# Collected data entries
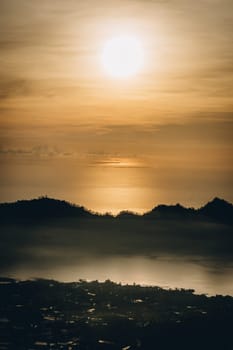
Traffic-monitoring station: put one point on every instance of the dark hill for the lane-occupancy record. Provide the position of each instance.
(45, 208)
(219, 210)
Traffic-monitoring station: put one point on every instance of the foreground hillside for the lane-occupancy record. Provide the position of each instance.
(44, 208)
(44, 314)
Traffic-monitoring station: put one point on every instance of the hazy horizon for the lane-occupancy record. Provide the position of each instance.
(74, 128)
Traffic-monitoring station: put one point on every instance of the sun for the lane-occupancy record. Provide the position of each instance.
(122, 56)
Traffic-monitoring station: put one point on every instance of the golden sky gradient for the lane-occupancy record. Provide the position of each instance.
(71, 131)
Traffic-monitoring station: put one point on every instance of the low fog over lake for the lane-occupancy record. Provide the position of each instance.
(167, 249)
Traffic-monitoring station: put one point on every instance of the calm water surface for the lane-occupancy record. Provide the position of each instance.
(170, 272)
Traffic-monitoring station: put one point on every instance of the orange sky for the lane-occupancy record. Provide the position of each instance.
(70, 131)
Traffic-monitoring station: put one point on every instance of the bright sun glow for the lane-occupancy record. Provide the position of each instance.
(122, 56)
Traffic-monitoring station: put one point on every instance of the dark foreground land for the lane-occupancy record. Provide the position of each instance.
(45, 314)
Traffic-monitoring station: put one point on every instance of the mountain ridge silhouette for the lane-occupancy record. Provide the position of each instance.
(47, 208)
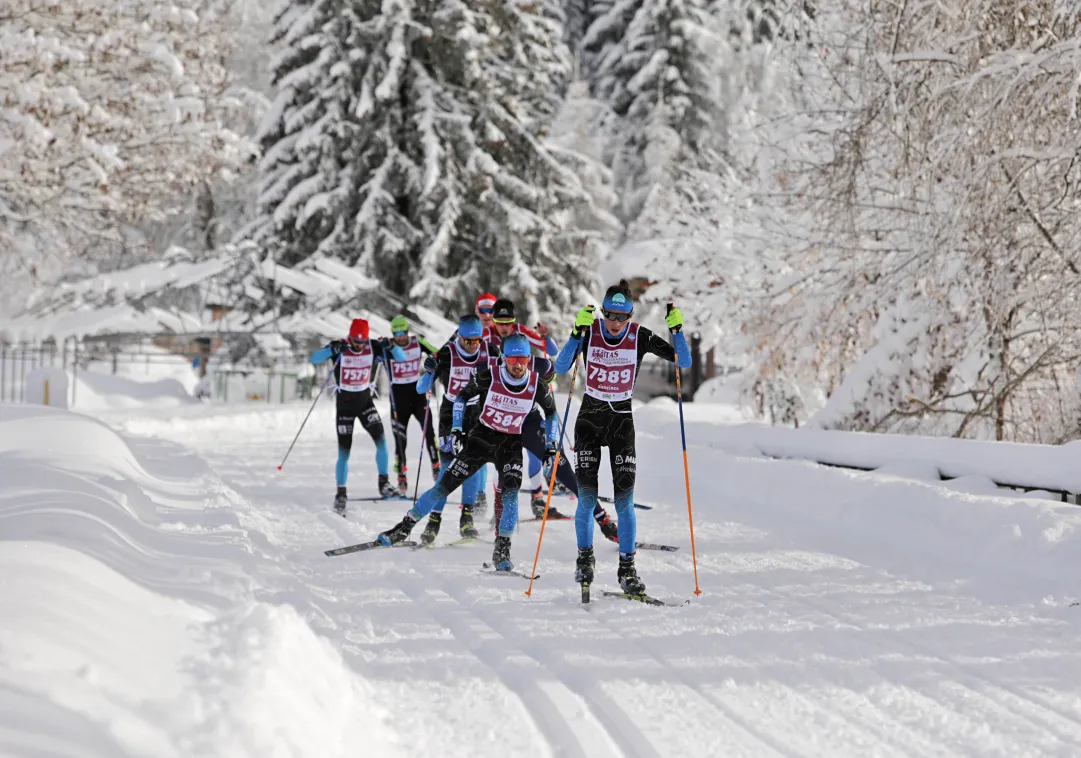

# Problem requirements
Return the entries above exactly and in full; do not include images.

# Answer for the task
Traffic-monitoring station: put one point on every instance of the dark hill for the lane-occupancy record. Provide the position of each instance.
(45, 208)
(219, 210)
Traffic-monitoring station: put one point on every instance of the foreground hillside for the lane-occupancy record. Provide the position of each instance.
(44, 208)
(44, 314)
Traffic-monitoring station: put one point on every instance of the hazy horizon for the lane-occupancy record. Provide the position of each instance.
(74, 128)
Traffic-monitoring station: put one point on every instance of the sun for the lane-occupancy record. Provide the position of each instance.
(122, 56)
Traffic-monitoring station: put one point on every instance of the golden sky gradient for the lane-occupancy record. Provide the position of each instance.
(71, 131)
Traffic-monitoring station: put one point on every instance of the low fog over lake for the lane-occupancy record. Provide the position of each instance.
(167, 249)
Traffic-monitoring station: put one point on every instance of the calm water surface for the lane-occupancy record. Provide the position of each instance.
(170, 272)
Traffic-monitoring station: put one point on every instance of the orange sky for the lane-occupancy record. Provide the position of each instance.
(70, 131)
Traffic-monitoring station: put one point on every instance of the bright sun glow for the lane-occupancy record. Provide the position of each instance.
(122, 56)
Traffic-monitoring station: put one point on every instance of the dark foreground land for the lane-occupancy record. Provide the position of each instance.
(45, 314)
Traffic-monitoring station: put one point on every instance of the mountain ridge silhouette for the lane-occupancy record. Provide the position of each instance.
(47, 208)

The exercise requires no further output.